§ Gestellte Aufgabe A
Zähle alle Wörter auf, aus denen das Motto der Konvention in Deutschland im folgenden Auszug über das bundesweite Verzeichnis besteht.

§ Auszug zum Lesen
..............................

Alle 27 Gruppen, die ab sofort mit ihrer Tradition oder Wissensform im bundesweiten Verzeichnis vertreten sind, können fortan für ihre nicht-kommerzielle Arbeit ein Logo nutzen. Es steht für das Motto der Konvention in Deutschland: "Wissen. Können. Weitergeben." Die nächste Bewerbungsrunde für das bundesweite Verzeichnis startet im Frühjahr 2015.

..............................

§ Bereitgestellte Datensätze
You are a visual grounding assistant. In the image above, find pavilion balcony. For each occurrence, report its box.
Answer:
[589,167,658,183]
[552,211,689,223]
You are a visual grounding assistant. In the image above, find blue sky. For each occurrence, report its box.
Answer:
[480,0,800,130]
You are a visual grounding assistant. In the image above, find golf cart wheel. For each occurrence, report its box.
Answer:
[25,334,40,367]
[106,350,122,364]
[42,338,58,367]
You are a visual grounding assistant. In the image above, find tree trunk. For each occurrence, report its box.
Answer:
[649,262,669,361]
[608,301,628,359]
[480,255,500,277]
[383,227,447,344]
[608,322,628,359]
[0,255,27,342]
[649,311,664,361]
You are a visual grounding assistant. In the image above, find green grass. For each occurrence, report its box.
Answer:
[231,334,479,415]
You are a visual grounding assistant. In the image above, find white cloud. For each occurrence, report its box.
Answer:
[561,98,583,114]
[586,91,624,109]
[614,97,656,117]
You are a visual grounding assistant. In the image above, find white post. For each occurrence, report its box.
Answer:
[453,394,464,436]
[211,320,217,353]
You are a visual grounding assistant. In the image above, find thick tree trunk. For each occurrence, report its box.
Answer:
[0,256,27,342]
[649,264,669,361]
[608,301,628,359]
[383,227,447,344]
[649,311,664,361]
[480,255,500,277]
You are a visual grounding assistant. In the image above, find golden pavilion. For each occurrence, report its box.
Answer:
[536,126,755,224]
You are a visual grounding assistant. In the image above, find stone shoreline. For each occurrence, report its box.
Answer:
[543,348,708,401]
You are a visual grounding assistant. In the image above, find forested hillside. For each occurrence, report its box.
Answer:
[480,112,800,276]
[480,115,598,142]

..............................

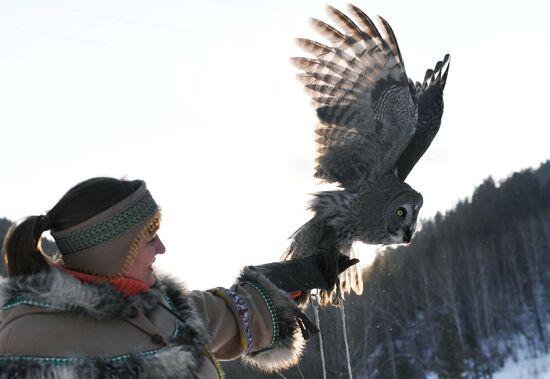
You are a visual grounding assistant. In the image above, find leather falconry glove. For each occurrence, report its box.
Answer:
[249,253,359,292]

..............................

§ Gestellte Aufgabe B
Übertrage die Zeilen der Datensätze zwischen der Zeile mit „wheel. For each occurrence, report its box.“ und der Zeile mit „[536,126,755,224]“, beide eingeschlossen, in eine Markdown-Tabelle mit den Spalten „Nummer“ und „Datensatzzeile“. Leere Zeilen werden ausgelassen.

§ Richtige Lösung A
Wissen, Können, Weitergeben

§ Richtige Lösung B
| Nummer | Datensatzzeile |
|---|---|
| 1 | You are a visual grounding assistant. In the image above, find golf cart wheel. For each occurrence, report its box. |
| 2 | Answer: |
| 3 | [25,334,40,367] |
| 4 | [106,350,122,364] |
| 5 | [42,338,58,367] |
| 6 | You are a visual grounding assistant. In the image above, find tree trunk. For each occurrence, report its box. |
| 7 | Answer: |
| 8 | [649,262,669,361] |
| 9 | [608,301,628,359] |
| 10 | [480,255,500,277] |
| 11 | [383,227,447,344] |
| 12 | [608,322,628,359] |
| 13 | [0,255,27,342] |
| 14 | [649,311,664,361] |
| 15 | You are a visual grounding assistant. In the image above, find green grass. For each occurrence, report its box. |
| 16 | Answer: |
| 17 | [231,334,479,415] |
| 18 | You are a visual grounding assistant. In the image above, find white cloud. For each occurrence, report its box. |
| 19 | Answer: |
| 20 | [561,98,583,114] |
| 21 | [586,91,624,109] |
| 22 | [614,97,656,117] |
| 23 | You are a visual grounding assistant. In the image above, find white post. For each occurrence, report its box. |
| 24 | Answer: |
| 25 | [453,394,464,436] |
| 26 | [211,320,217,353] |
| 27 | You are a visual grounding assistant. In the image above, find thick tree trunk. For each occurrence, report its box. |
| 28 | Answer: |
| 29 | [0,256,27,342] |
| 30 | [649,264,669,361] |
| 31 | [608,301,628,359] |
| 32 | [383,227,447,344] |
| 33 | [649,311,664,361] |
| 34 | [480,255,500,277] |
| 35 | You are a visual grounding assistant. In the image above, find golden pavilion. For each occurrence, report its box. |
| 36 | Answer: |
| 37 | [536,126,755,224] |